*Given exercise*: Edit the lines from the one containing "brown background you see." through the one containing "[303,227,566,557]", inclusive, changing "dog's" to "puppy's" and keeping everything else the same.

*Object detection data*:
○ ○ ○ ○ ○ ○ ○
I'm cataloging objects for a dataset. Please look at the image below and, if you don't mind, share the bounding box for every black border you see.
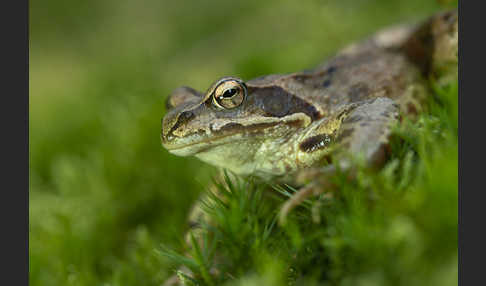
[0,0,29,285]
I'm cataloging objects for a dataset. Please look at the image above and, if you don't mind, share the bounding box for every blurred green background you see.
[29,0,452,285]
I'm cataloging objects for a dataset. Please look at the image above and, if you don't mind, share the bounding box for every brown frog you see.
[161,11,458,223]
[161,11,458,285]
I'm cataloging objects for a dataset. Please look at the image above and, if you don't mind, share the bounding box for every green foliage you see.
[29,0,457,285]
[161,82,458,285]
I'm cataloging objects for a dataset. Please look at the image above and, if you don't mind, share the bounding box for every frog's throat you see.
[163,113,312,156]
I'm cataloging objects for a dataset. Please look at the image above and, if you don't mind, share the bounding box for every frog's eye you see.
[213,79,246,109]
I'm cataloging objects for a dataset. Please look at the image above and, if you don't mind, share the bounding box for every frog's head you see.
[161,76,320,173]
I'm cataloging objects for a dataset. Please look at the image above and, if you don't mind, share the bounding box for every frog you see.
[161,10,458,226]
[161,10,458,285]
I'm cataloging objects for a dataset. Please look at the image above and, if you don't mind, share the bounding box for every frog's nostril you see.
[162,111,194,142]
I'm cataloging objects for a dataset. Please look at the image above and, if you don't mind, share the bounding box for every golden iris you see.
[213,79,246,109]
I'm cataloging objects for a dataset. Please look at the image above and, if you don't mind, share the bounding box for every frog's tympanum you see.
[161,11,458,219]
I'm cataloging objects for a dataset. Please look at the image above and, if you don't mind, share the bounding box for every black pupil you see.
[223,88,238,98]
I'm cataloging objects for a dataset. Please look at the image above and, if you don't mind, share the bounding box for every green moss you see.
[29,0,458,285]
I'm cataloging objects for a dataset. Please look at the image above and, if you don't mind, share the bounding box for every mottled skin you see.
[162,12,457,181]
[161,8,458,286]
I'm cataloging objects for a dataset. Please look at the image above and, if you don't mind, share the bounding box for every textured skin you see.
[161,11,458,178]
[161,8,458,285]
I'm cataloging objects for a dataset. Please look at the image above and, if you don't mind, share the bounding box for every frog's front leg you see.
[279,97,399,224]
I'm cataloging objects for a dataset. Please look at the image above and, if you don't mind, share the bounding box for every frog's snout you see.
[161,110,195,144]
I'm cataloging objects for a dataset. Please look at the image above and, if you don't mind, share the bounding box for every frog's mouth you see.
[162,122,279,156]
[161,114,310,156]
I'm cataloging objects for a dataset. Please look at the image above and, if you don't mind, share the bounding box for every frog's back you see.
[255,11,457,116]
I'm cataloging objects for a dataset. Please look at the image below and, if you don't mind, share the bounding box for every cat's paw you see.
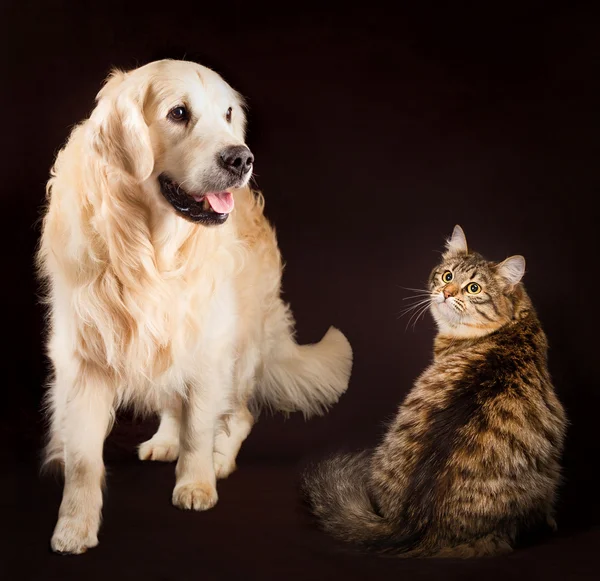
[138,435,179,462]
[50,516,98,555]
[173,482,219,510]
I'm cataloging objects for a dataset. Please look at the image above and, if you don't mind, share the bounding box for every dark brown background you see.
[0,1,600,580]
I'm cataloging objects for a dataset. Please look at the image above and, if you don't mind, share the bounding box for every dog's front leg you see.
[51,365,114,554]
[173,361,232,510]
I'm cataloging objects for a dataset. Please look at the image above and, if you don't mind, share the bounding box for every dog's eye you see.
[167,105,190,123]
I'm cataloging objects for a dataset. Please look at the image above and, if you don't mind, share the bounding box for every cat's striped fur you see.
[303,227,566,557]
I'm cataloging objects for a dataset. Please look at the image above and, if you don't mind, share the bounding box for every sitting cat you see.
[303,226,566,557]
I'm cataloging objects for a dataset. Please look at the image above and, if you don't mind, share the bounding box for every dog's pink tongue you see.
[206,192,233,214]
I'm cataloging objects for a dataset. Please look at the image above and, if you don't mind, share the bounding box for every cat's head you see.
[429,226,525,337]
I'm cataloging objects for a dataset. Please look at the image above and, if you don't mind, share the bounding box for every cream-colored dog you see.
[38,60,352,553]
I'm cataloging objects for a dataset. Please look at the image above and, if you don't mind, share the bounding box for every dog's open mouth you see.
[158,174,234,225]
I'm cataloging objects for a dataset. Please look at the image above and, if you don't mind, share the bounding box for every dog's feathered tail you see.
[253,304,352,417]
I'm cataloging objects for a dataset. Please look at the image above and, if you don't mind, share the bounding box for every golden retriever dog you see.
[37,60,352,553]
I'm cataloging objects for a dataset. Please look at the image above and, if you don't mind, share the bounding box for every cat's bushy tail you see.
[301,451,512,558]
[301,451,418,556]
○ ○ ○ ○ ○ ○ ○
*Full solution*:
I'm cataloging objects for a dataset. Please look at the image above and, if you don't mind, share the bounding box for every dark brown background you see.
[0,1,600,580]
I'm cataloging objects for a dataset. Please look at the image above and, if you don't mind, share the bounding box for every puppy's front leg you see.
[51,365,114,554]
[173,361,232,510]
I'm cataloging objects for a dataset. Please look at the image above and, if you don't mind, share the bounding box for every puppy's eye you see.
[167,105,190,123]
I'm cataloging objects for a dataset. Please look at the image above and, if you don't mind, share the bounding box for every cat's striped fur you see.
[303,227,566,557]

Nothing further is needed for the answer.